The concert featured musical acts including maestro Andrea Bocelli and Sir Bryn Terfel collaborating on You’ll Never Walk Alone, and Olly Murs, who sang Dance with Me Tonight, while there were also spoken word pieces amidst the music.
Cold Feet actor James Nesbitt performed work by poet Daljit Nagra, while fashion designer Stella McCartney spoke about conservation.
There were video cameos from a range of stars, including British acting legend Joan Collins, former James Bond actor Pierce Brosnan, artist Tracey Emin and Welsh singer Tom Jones – all of them recounting little-known facts about the monarch.
And Top Gun actor Tom Cruise delivered a video message from his War Bird plane, saying: “Pilot to pilot. Your Majesty, you can be my wingman any time,” before saluting and banking off.
The King seemed to enjoy a skit involving Bonneville and Muppet Show stars Kermit and Miss Piggy, in which Miss Piggy said “King Charlesy Warlesy” was expecting them in the royal box.
At the end of the show, Kermit was seen to have made it to the box, waving a flag in front of Prince Edward but there was no sign of Miss Piggy.
The Royal Shakespeare Company, Royal Ballet, Royal College of Art, Royal College of Music and the Royal Opera also took part in the show.
The royal patronages came together for the first time, with a one-off performance from Romeo and Juliet featuring actor Ncuti Gatwa – the new star of Doctor Who – and Olivier Award nominee Mei Mac.
Members of the Royal Family were seen dancing and singing along to Lionel Richie’s All Night Long – with even the King getting to his feet, as did the Duke and Duchess of Edinburgh, Edward and Sophie, and Zara and Mike Tindall.

DIRECTIONS:
a – Quote the stretch of the concert excerpt from "The concert featured" through "spoke about conservation.".
b – According to the concert excerpt, what song did Olly Murs sing?
The rows have no connection to the concert excerpt.

INPUT DATA:
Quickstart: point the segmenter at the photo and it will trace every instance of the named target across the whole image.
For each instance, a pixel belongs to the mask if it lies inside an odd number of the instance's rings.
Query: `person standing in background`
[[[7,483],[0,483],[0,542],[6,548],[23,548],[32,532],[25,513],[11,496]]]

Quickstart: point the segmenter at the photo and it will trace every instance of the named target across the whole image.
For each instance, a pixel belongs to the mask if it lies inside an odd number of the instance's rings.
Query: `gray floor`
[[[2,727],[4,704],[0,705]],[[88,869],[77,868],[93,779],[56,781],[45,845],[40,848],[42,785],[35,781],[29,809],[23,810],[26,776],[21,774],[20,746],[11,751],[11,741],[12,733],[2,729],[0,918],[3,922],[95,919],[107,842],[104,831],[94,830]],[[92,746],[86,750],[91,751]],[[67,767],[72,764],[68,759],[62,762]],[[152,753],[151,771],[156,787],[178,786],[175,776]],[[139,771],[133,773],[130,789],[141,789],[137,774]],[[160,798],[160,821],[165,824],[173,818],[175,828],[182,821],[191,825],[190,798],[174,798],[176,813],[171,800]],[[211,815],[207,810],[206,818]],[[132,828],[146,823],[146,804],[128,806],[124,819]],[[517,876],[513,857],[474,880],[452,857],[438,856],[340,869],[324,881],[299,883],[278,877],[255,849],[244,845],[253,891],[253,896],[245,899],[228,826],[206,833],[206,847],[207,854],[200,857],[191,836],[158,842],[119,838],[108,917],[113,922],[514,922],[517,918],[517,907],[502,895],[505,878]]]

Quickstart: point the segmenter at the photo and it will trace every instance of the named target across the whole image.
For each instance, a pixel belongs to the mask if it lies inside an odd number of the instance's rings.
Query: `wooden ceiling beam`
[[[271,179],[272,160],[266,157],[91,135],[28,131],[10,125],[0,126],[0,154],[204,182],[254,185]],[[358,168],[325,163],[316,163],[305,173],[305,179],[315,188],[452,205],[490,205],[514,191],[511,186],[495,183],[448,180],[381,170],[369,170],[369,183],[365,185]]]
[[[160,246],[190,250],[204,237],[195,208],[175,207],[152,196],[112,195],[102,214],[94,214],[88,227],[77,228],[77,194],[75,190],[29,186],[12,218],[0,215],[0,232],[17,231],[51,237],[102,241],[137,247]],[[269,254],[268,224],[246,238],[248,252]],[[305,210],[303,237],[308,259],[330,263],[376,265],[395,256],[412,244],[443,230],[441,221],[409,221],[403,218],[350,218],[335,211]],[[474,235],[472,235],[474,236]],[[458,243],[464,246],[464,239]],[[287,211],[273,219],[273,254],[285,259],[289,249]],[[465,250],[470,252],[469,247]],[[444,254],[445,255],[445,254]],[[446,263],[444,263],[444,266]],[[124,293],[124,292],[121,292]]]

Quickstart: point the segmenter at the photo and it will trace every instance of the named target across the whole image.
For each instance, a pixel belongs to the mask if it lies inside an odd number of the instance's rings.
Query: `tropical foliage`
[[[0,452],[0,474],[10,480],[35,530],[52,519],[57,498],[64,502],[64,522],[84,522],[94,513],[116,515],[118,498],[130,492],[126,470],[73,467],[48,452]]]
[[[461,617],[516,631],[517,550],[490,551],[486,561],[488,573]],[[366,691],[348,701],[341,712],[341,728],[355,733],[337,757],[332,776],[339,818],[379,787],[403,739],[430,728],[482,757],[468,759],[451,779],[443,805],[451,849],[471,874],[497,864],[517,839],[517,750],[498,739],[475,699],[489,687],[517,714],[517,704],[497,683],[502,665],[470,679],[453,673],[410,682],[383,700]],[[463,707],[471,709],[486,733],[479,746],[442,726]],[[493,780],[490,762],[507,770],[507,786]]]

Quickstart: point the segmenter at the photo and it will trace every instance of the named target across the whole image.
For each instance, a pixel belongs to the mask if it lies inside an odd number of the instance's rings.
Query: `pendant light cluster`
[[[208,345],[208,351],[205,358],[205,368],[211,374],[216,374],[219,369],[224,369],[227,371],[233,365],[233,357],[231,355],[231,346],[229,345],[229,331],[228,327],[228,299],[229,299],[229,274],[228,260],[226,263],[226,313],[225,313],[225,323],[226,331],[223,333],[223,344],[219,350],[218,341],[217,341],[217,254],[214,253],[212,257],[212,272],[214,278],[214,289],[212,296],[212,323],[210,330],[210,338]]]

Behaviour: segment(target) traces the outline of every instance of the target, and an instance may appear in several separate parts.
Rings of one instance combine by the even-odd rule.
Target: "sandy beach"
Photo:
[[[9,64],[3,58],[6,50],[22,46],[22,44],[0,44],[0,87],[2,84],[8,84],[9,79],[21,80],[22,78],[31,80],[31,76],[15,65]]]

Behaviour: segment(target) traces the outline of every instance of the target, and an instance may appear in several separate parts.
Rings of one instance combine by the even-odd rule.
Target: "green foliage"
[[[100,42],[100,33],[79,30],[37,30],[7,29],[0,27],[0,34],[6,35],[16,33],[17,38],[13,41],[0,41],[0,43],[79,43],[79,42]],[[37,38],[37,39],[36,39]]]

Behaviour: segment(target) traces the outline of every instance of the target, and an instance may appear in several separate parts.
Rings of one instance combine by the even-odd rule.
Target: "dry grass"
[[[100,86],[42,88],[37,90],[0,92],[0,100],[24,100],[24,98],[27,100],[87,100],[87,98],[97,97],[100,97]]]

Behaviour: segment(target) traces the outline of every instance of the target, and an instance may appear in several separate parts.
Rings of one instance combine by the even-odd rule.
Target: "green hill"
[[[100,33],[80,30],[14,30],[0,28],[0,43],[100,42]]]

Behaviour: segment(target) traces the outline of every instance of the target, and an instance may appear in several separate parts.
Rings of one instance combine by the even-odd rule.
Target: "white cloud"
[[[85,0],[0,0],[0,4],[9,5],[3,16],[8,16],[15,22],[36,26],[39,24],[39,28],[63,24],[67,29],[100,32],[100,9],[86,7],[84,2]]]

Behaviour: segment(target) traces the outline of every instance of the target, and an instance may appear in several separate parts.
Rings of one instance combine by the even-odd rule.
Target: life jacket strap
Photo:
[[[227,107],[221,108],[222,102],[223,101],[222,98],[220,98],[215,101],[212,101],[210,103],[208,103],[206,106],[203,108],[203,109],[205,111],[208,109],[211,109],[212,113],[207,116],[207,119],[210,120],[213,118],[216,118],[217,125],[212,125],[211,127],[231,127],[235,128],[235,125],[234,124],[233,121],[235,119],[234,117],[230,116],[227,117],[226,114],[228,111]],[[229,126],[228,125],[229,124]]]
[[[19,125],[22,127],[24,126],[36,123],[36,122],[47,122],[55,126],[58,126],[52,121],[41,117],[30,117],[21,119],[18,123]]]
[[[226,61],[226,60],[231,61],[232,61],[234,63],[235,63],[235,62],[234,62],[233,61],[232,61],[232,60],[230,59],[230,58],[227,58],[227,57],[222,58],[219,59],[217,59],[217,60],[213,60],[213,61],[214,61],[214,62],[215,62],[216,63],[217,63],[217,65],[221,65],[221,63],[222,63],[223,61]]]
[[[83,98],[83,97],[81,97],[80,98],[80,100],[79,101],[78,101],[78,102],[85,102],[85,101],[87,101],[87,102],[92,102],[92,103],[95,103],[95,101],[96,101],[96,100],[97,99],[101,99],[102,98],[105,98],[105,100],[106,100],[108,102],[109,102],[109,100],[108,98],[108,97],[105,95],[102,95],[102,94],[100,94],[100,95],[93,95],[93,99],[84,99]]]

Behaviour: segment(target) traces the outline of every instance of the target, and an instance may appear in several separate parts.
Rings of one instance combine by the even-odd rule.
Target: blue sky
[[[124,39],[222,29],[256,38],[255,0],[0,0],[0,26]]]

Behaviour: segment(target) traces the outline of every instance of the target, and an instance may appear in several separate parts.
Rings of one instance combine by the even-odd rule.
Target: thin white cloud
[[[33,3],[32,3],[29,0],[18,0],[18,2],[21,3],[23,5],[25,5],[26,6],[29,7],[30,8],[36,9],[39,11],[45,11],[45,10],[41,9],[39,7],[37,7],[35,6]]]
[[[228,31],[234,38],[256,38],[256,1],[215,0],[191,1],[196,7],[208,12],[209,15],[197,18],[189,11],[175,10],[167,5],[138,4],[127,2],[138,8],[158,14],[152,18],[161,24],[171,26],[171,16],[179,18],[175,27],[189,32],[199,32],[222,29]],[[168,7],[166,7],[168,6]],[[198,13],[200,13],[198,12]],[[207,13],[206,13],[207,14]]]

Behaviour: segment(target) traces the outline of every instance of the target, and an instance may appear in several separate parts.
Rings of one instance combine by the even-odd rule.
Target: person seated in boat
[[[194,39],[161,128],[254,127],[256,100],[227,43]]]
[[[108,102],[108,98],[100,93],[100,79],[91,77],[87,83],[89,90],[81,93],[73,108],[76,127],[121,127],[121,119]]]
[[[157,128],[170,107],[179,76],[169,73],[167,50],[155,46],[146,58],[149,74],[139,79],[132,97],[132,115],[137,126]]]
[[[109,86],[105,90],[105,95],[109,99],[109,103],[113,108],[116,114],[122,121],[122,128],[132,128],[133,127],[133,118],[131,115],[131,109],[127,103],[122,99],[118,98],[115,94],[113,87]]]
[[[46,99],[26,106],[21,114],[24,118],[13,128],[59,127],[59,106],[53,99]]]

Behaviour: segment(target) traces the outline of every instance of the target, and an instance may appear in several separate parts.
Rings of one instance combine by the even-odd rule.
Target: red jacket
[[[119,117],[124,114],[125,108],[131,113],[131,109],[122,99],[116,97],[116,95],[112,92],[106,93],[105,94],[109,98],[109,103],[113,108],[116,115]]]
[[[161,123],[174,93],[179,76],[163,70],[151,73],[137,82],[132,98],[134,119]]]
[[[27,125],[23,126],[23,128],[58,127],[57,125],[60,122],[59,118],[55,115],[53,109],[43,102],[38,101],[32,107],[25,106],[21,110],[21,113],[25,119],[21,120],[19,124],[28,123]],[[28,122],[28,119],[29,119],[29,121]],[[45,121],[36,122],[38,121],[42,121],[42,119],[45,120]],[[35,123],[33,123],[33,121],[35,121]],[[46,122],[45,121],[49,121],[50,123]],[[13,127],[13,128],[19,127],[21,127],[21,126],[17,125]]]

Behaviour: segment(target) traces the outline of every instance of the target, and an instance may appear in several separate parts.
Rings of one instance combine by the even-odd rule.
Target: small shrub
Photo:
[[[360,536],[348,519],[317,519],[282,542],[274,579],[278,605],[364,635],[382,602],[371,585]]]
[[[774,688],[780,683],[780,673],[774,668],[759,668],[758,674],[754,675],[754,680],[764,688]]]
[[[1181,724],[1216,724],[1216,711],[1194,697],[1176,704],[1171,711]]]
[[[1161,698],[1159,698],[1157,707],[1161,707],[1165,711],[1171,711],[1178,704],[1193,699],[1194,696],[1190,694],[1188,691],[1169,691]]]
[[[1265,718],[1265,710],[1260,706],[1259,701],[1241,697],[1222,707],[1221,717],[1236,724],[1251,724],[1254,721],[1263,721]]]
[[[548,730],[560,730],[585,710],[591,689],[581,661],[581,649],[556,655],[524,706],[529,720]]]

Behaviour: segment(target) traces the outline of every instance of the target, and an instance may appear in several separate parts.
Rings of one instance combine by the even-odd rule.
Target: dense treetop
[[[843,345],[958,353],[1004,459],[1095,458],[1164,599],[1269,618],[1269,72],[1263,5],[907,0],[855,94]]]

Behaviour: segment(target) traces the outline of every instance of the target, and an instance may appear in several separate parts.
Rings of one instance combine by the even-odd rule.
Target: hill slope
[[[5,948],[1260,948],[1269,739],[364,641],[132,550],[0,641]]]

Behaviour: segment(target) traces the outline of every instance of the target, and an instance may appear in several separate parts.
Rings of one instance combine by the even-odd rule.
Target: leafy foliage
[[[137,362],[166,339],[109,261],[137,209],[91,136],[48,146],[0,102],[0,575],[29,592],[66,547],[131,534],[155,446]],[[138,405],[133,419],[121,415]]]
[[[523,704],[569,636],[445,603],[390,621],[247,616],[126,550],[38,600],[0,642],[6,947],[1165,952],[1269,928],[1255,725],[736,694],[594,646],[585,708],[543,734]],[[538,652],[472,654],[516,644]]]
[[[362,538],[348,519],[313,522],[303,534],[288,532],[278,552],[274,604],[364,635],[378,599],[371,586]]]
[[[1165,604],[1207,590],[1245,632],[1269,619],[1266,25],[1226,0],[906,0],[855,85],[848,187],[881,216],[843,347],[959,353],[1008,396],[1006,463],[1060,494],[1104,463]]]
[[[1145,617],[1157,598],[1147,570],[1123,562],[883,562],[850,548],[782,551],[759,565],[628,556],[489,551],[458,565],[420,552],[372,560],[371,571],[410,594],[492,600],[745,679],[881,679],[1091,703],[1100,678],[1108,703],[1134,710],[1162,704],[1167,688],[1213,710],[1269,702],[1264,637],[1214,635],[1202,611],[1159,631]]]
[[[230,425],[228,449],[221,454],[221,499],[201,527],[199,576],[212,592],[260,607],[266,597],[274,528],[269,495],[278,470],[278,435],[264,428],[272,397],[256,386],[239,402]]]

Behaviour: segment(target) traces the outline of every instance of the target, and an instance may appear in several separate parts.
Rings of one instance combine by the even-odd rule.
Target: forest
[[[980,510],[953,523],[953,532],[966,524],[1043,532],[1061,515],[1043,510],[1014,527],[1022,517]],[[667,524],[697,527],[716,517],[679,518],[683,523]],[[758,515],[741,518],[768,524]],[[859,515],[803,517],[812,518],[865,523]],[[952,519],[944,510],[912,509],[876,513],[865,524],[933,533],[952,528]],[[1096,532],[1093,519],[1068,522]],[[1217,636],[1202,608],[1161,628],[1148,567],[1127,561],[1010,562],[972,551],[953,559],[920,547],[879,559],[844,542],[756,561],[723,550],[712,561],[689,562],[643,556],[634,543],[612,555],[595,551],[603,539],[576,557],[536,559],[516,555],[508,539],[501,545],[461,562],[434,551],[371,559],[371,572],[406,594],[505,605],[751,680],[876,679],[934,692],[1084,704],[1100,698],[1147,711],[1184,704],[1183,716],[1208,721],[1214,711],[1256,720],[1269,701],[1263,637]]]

TASK RESPONSES:
a –
The concert featured musical acts including maestro Andrea Bocelli and Sir Bryn Terfel collaborating on You’ll Never Walk Alone, and Olly Murs, who sang Dance with Me Tonight, while there were also spoken word pieces amidst the music.
Cold Feet actor James Nesbitt performed work by poet Daljit Nagra, while fashion designer Stella McCartney spoke about conservation.

b – Dance with Me Tonight